Would you repeat the listing exactly but omit every picture?

*** Opening of EXCERPTED RECORDS ***

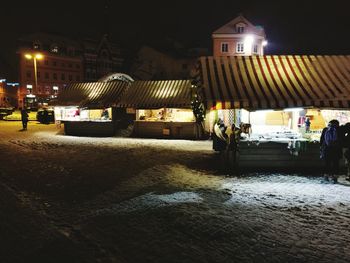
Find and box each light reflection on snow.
[95,192,202,215]
[223,175,350,207]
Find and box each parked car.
[0,107,14,120]
[36,108,55,124]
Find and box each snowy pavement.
[1,121,350,263]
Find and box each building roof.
[212,15,265,37]
[196,55,350,110]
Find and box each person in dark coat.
[340,122,350,181]
[320,119,342,183]
[20,108,29,130]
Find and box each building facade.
[83,35,124,82]
[17,33,124,108]
[212,15,267,57]
[130,45,207,80]
[18,33,84,108]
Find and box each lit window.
[253,44,258,54]
[33,42,41,49]
[236,43,244,53]
[221,43,229,53]
[51,45,59,53]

*** Close of EXCERPTED RECORDS ***

◆ SOLUTION TO THE EXERCISE:
Find and box each light reflection on snow.
[95,192,202,215]
[223,175,350,207]
Find and box each parked car.
[0,107,14,120]
[36,108,55,124]
Find and box each snowy pavement.
[1,121,350,263]
Find and box each building roof.
[212,15,265,37]
[196,55,350,110]
Find and box each person in dark coat.
[340,122,350,181]
[320,119,342,183]
[20,108,29,130]
Find and box each building facade.
[83,35,124,82]
[17,33,124,108]
[212,15,267,57]
[130,45,207,80]
[18,33,84,108]
Find and box each lit window.
[253,44,258,54]
[33,42,41,49]
[236,43,244,53]
[221,43,229,53]
[51,45,59,53]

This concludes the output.